• [Material supplied]:

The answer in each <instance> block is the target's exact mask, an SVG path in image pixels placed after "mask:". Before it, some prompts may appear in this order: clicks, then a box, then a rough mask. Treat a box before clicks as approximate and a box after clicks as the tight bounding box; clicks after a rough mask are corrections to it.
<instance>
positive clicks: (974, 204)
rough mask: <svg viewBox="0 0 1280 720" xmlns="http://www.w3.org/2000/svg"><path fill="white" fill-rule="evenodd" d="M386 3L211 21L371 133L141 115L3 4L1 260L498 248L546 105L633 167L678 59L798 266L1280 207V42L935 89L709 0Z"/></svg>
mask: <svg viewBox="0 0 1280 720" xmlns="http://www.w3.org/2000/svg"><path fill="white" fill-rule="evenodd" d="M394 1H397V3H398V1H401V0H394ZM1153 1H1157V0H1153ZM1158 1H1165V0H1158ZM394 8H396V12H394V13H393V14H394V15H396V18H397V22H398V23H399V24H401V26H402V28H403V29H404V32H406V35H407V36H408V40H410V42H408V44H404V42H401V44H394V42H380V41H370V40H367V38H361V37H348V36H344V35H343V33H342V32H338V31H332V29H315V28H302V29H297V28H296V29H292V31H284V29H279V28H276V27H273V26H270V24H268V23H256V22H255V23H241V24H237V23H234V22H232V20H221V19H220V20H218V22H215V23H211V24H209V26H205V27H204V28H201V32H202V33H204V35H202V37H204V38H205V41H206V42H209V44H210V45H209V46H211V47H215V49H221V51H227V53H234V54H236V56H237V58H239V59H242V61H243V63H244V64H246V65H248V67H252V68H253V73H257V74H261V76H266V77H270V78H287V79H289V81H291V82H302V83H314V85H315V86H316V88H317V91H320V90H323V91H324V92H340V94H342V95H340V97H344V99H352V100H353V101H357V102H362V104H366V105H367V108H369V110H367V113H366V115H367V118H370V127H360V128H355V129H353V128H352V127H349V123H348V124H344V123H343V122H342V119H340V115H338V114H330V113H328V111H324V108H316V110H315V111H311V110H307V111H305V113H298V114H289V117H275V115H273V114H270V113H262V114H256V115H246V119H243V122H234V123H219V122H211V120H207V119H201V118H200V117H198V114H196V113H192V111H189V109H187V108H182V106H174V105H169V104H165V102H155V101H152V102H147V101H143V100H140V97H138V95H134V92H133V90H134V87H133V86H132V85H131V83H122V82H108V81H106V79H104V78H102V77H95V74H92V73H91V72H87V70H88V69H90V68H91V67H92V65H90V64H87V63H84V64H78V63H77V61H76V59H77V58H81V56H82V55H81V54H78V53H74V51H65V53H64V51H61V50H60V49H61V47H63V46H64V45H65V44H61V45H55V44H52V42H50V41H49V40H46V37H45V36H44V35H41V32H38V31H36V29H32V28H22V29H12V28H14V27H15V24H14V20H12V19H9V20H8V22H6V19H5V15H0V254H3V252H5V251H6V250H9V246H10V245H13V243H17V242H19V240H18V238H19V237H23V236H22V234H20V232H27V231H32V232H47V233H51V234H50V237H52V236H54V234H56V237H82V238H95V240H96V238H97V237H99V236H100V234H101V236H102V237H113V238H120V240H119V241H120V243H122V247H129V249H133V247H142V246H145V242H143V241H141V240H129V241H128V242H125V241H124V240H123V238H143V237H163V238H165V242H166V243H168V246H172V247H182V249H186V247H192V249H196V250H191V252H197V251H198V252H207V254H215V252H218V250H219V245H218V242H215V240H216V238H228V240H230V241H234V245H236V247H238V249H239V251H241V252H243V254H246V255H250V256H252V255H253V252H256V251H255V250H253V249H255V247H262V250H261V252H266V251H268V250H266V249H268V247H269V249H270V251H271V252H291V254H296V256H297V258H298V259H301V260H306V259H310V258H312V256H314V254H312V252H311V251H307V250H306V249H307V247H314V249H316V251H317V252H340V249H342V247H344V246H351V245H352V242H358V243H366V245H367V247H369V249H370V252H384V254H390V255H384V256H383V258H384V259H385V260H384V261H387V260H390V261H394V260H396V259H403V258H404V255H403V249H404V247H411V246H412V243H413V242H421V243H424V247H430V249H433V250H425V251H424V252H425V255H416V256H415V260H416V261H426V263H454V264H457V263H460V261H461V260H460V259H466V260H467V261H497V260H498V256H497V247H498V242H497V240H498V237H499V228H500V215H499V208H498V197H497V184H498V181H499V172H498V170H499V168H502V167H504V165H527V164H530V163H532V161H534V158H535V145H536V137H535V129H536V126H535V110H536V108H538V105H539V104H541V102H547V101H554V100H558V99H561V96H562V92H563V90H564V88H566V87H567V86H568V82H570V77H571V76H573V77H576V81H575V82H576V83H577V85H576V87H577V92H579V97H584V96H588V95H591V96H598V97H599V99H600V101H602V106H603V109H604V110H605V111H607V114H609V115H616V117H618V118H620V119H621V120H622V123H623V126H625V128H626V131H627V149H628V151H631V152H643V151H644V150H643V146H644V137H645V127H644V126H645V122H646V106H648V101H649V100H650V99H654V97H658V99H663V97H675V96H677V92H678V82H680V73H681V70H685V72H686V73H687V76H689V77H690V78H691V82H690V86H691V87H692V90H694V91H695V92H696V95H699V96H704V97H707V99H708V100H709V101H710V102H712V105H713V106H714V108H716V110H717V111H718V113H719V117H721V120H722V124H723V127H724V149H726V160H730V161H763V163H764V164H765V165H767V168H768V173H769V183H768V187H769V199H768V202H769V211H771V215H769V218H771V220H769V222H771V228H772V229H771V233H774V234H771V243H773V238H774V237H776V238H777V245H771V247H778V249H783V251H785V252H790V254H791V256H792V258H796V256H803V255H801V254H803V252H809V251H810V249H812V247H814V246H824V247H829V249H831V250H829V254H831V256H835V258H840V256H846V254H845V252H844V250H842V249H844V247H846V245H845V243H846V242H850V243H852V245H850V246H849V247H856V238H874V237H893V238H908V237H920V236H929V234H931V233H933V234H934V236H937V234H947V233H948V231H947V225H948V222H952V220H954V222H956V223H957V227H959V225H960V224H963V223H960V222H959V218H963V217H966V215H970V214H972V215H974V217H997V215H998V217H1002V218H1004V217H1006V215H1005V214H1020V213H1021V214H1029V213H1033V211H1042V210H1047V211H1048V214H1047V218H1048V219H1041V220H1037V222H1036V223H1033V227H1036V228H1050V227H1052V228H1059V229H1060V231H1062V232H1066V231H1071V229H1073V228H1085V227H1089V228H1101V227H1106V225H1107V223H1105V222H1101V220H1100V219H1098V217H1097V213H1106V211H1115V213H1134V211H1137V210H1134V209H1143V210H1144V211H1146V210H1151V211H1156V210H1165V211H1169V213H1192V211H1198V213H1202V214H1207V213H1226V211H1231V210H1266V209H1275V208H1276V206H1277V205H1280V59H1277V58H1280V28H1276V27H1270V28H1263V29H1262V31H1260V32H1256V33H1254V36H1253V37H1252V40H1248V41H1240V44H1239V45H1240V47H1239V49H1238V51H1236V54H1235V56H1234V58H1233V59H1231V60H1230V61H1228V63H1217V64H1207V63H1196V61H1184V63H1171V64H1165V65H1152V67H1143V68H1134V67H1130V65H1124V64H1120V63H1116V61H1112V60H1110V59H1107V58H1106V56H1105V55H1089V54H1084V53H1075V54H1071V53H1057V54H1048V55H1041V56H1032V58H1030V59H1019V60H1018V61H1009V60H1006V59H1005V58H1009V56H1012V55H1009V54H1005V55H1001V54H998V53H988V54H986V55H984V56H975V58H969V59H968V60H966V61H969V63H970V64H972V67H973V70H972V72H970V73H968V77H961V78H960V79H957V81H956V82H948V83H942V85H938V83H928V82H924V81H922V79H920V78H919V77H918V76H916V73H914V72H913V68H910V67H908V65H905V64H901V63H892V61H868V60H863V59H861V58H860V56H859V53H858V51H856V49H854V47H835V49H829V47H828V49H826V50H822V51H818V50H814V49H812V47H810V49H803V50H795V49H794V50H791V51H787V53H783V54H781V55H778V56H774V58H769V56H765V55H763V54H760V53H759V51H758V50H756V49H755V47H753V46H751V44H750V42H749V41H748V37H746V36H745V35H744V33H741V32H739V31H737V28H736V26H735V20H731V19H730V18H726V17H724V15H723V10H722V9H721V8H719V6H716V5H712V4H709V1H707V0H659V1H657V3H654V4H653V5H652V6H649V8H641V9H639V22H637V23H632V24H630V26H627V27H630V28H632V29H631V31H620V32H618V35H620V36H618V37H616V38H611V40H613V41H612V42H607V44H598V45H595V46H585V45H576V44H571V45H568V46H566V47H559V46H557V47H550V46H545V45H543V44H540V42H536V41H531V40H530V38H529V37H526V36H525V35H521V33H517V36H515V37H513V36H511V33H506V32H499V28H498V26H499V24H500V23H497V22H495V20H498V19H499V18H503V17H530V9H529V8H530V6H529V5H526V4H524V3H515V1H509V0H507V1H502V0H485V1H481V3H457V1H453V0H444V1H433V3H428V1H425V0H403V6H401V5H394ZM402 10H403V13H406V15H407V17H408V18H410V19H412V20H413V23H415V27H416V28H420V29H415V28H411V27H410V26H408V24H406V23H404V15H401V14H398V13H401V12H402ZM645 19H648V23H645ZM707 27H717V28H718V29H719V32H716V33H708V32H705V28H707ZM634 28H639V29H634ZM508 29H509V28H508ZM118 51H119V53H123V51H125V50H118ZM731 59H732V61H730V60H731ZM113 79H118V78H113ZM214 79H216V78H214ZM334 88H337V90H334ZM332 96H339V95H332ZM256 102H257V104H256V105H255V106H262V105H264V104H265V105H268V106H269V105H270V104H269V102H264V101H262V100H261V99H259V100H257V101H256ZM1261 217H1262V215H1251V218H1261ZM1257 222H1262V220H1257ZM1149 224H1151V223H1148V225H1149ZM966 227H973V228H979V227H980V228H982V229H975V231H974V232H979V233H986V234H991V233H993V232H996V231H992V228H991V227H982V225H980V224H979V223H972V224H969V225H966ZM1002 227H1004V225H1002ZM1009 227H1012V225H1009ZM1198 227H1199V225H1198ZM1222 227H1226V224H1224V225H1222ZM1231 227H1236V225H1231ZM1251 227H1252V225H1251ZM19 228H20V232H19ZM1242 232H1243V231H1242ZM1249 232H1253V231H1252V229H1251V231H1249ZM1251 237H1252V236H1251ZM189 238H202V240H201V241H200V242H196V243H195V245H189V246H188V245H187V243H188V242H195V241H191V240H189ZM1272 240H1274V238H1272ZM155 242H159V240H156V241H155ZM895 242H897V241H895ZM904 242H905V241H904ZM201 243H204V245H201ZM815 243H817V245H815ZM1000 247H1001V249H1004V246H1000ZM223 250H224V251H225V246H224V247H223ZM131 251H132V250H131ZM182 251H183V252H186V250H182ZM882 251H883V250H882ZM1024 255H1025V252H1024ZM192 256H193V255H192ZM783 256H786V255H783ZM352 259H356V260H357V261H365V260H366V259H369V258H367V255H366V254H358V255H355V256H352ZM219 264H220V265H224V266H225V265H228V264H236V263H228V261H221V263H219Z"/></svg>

• [Exercise brief]:
Rewrite the data above as a numbered list, from its first line up to and including the line with "rough mask: <svg". Leave out any blank lines.

• [Answer to the exercise]:
1. The answer in each <instance> block is the target's exact mask, an SVG path in image pixels placed after "mask:". Before it, some prompts may appear in this order: clicks, then a box, then a rough mask. Treat a box before clicks as approximate and a box after clicks as the tight bounding box; clicks after a rough mask are corrections to it.
2. <instance>
3. positive clicks: (974, 204)
4. rough mask: <svg viewBox="0 0 1280 720" xmlns="http://www.w3.org/2000/svg"><path fill="white" fill-rule="evenodd" d="M386 3L211 21L371 133L141 115L3 4L1 260L498 248L546 105L633 167L678 59L798 266L1280 207V42L935 89L709 0Z"/></svg>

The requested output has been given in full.